→ What the exercise asks
All of the entries below, duplicated exactly, make up the answer.

→ Records for this task
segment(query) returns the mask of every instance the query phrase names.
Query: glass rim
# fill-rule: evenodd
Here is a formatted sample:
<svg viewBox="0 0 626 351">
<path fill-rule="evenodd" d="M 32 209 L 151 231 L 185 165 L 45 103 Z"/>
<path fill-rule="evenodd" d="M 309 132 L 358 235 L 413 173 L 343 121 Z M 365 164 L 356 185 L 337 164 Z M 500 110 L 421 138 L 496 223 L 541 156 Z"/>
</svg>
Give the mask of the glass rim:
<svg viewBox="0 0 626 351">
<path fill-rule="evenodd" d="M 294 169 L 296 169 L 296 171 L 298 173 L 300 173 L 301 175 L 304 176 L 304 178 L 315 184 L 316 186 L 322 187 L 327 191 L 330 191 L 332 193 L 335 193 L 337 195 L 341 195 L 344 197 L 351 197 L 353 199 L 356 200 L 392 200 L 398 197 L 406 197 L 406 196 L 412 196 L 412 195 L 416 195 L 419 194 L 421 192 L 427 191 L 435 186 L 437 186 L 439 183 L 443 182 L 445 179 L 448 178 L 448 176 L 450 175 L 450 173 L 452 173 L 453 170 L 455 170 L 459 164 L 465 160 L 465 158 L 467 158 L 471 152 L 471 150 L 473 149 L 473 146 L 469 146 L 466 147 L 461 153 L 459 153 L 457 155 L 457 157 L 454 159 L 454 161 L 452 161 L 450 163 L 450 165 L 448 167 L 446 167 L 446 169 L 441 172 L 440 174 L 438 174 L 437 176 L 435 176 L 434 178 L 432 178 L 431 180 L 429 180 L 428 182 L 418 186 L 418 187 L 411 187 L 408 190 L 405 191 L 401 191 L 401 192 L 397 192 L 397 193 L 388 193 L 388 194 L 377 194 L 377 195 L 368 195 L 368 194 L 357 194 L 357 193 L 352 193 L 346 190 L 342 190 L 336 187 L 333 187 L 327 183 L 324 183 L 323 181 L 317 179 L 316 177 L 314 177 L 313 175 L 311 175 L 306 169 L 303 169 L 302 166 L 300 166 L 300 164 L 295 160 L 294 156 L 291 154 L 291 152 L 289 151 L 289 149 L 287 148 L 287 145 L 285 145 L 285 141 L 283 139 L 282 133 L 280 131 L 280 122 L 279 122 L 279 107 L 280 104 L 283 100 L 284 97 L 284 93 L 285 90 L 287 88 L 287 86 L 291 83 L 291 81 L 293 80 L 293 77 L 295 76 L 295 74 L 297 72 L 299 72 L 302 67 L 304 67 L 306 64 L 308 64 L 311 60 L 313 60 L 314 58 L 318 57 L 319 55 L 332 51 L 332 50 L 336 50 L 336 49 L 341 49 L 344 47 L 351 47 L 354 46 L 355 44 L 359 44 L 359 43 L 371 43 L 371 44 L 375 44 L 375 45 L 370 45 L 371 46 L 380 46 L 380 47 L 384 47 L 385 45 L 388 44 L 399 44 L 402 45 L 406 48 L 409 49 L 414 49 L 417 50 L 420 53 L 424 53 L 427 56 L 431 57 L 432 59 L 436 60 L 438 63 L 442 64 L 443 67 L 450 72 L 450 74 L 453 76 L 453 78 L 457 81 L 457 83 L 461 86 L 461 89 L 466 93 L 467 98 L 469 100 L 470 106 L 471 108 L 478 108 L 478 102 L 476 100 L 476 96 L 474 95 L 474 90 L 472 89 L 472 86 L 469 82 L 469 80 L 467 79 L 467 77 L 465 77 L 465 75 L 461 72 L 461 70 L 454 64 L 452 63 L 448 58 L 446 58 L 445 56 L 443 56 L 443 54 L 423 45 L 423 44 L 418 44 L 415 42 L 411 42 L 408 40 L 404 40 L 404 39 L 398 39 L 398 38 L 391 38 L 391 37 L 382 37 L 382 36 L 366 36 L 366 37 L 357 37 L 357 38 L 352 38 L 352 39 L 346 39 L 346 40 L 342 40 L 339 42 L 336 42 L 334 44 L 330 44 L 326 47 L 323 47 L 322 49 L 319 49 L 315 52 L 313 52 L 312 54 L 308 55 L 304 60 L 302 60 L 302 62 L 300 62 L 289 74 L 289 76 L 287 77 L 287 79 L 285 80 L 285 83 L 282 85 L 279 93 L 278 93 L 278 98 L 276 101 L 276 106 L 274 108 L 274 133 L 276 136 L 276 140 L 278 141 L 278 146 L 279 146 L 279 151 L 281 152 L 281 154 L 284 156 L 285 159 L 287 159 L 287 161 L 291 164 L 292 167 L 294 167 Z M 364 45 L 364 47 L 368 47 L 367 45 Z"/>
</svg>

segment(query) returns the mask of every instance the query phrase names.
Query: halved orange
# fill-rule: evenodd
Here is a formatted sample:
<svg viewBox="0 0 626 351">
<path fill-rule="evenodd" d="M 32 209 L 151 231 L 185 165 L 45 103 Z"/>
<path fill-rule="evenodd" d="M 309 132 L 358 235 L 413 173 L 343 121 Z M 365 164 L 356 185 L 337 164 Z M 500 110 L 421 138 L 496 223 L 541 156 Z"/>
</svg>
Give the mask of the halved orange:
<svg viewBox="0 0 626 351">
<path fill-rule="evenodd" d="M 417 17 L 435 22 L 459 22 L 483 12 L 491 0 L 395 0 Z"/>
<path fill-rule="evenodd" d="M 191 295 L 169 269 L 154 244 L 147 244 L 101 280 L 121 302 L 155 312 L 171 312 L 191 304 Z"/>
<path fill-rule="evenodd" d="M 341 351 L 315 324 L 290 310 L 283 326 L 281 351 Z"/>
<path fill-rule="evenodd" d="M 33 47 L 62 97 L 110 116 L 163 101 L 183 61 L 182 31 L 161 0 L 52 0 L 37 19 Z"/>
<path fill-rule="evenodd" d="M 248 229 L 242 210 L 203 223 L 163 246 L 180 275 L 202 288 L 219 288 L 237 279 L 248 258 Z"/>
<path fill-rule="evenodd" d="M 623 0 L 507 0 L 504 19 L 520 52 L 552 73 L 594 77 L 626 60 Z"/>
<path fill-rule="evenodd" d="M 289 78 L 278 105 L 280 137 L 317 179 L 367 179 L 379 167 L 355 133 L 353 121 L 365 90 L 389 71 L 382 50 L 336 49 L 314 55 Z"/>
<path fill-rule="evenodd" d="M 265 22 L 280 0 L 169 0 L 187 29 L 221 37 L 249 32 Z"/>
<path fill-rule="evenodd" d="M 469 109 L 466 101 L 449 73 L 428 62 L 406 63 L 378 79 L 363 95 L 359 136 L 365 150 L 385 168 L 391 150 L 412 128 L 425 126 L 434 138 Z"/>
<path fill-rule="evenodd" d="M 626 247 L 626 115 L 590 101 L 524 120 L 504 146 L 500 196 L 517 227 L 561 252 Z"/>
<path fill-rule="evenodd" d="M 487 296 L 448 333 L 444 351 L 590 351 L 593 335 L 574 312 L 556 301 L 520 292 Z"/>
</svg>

→ Output below
segment(query) returns the mask of every instance the query phrase names.
Query: glass rim
# fill-rule: evenodd
Here is a formatted sample:
<svg viewBox="0 0 626 351">
<path fill-rule="evenodd" d="M 32 209 L 151 231 L 185 165 L 45 103 Z"/>
<path fill-rule="evenodd" d="M 309 132 L 358 235 L 413 173 L 343 121 Z M 365 164 L 356 185 L 337 164 Z M 500 110 L 421 138 L 496 223 L 541 156 Z"/>
</svg>
Give the mask of the glass rim:
<svg viewBox="0 0 626 351">
<path fill-rule="evenodd" d="M 294 169 L 296 169 L 296 171 L 298 173 L 300 173 L 301 175 L 304 176 L 304 178 L 315 184 L 316 186 L 322 187 L 327 191 L 330 191 L 332 193 L 335 193 L 337 195 L 341 195 L 344 197 L 351 197 L 353 199 L 356 200 L 392 200 L 398 197 L 406 197 L 406 196 L 412 196 L 412 195 L 416 195 L 419 194 L 421 192 L 427 191 L 435 186 L 437 186 L 439 183 L 443 182 L 445 179 L 448 178 L 448 176 L 450 175 L 450 173 L 452 173 L 453 170 L 455 170 L 459 164 L 465 160 L 465 158 L 467 158 L 471 152 L 471 150 L 473 149 L 473 146 L 469 146 L 466 147 L 461 153 L 459 153 L 457 155 L 457 157 L 454 159 L 454 161 L 452 161 L 450 163 L 450 165 L 448 167 L 446 167 L 446 169 L 441 172 L 440 174 L 438 174 L 437 176 L 435 176 L 434 178 L 432 178 L 431 180 L 429 180 L 428 182 L 418 186 L 418 187 L 411 187 L 408 190 L 405 191 L 401 191 L 401 192 L 397 192 L 397 193 L 388 193 L 388 194 L 377 194 L 377 195 L 368 195 L 368 194 L 357 194 L 357 193 L 352 193 L 346 190 L 342 190 L 336 187 L 333 187 L 327 183 L 324 183 L 323 181 L 317 179 L 316 177 L 314 177 L 313 175 L 311 175 L 306 169 L 303 169 L 302 166 L 300 166 L 300 164 L 295 160 L 294 156 L 291 154 L 291 152 L 289 151 L 289 149 L 287 148 L 287 145 L 285 145 L 285 141 L 283 139 L 282 133 L 280 131 L 280 122 L 279 122 L 279 107 L 280 104 L 283 100 L 284 97 L 284 93 L 285 90 L 287 88 L 287 86 L 291 83 L 291 81 L 293 80 L 293 77 L 295 76 L 295 74 L 297 72 L 299 72 L 302 67 L 304 67 L 306 64 L 308 64 L 311 60 L 313 60 L 314 58 L 318 57 L 319 55 L 332 51 L 332 50 L 336 50 L 336 49 L 341 49 L 344 47 L 351 47 L 354 46 L 355 44 L 359 44 L 359 43 L 371 43 L 371 44 L 375 44 L 375 45 L 370 45 L 371 46 L 380 46 L 380 47 L 384 47 L 385 45 L 388 44 L 399 44 L 402 45 L 406 48 L 409 49 L 414 49 L 417 50 L 420 53 L 424 53 L 427 56 L 431 57 L 432 59 L 436 60 L 438 63 L 442 64 L 443 67 L 450 72 L 450 74 L 453 76 L 453 78 L 457 81 L 457 83 L 461 86 L 461 89 L 466 93 L 467 98 L 469 100 L 470 106 L 471 108 L 478 108 L 478 102 L 476 100 L 476 96 L 474 95 L 474 90 L 472 89 L 472 86 L 469 82 L 469 80 L 467 79 L 467 77 L 465 77 L 465 75 L 461 72 L 461 70 L 454 64 L 452 63 L 448 58 L 446 58 L 445 56 L 443 56 L 443 54 L 423 45 L 423 44 L 418 44 L 415 42 L 411 42 L 408 40 L 404 40 L 404 39 L 398 39 L 398 38 L 391 38 L 391 37 L 382 37 L 382 36 L 366 36 L 366 37 L 357 37 L 357 38 L 352 38 L 352 39 L 346 39 L 346 40 L 342 40 L 339 42 L 336 42 L 334 44 L 330 44 L 326 47 L 323 47 L 322 49 L 319 49 L 315 52 L 313 52 L 312 54 L 308 55 L 304 60 L 302 60 L 302 62 L 300 62 L 289 74 L 289 76 L 287 77 L 287 79 L 285 80 L 285 83 L 282 85 L 279 93 L 278 93 L 278 98 L 276 101 L 276 106 L 274 108 L 274 133 L 276 136 L 276 140 L 278 141 L 278 146 L 279 146 L 279 151 L 281 152 L 281 154 L 284 156 L 285 159 L 287 159 L 287 161 L 291 164 L 292 167 L 294 167 Z M 364 45 L 364 47 L 368 47 L 367 45 Z"/>
</svg>

segment(query) returns the mask of every instance the query phrase names.
Query: halved orange
# fill-rule: evenodd
Here is a formatted sample:
<svg viewBox="0 0 626 351">
<path fill-rule="evenodd" d="M 32 209 L 151 231 L 185 165 L 45 103 Z"/>
<path fill-rule="evenodd" d="M 309 132 L 358 235 L 413 173 L 343 121 Z M 365 164 L 356 185 L 337 164 Z M 500 110 L 421 138 L 496 223 L 541 156 Z"/>
</svg>
Give the mask of the halved orange:
<svg viewBox="0 0 626 351">
<path fill-rule="evenodd" d="M 417 17 L 435 22 L 459 22 L 483 12 L 491 0 L 395 0 Z"/>
<path fill-rule="evenodd" d="M 191 295 L 169 269 L 154 244 L 147 244 L 101 280 L 121 302 L 155 312 L 171 312 L 191 304 Z"/>
<path fill-rule="evenodd" d="M 341 351 L 315 324 L 290 310 L 283 326 L 281 351 Z"/>
<path fill-rule="evenodd" d="M 33 47 L 62 97 L 110 116 L 163 101 L 183 61 L 182 31 L 161 0 L 52 0 L 37 19 Z"/>
<path fill-rule="evenodd" d="M 248 229 L 242 210 L 203 223 L 163 246 L 180 275 L 202 288 L 219 288 L 237 279 L 248 258 Z"/>
<path fill-rule="evenodd" d="M 623 0 L 507 0 L 504 19 L 520 52 L 552 73 L 594 77 L 626 60 Z"/>
<path fill-rule="evenodd" d="M 289 78 L 278 105 L 280 137 L 317 179 L 367 179 L 379 167 L 355 133 L 353 121 L 365 90 L 389 71 L 382 50 L 336 49 L 314 55 Z"/>
<path fill-rule="evenodd" d="M 265 22 L 280 0 L 169 0 L 187 29 L 221 37 L 249 32 Z"/>
<path fill-rule="evenodd" d="M 469 109 L 466 101 L 449 73 L 428 62 L 406 63 L 378 79 L 363 95 L 359 136 L 365 150 L 385 168 L 391 150 L 412 128 L 425 126 L 434 138 Z"/>
<path fill-rule="evenodd" d="M 626 247 L 626 115 L 590 101 L 524 120 L 504 146 L 500 196 L 517 227 L 561 252 Z"/>
<path fill-rule="evenodd" d="M 487 296 L 448 333 L 444 351 L 590 351 L 593 335 L 574 312 L 556 301 L 520 292 Z"/>
</svg>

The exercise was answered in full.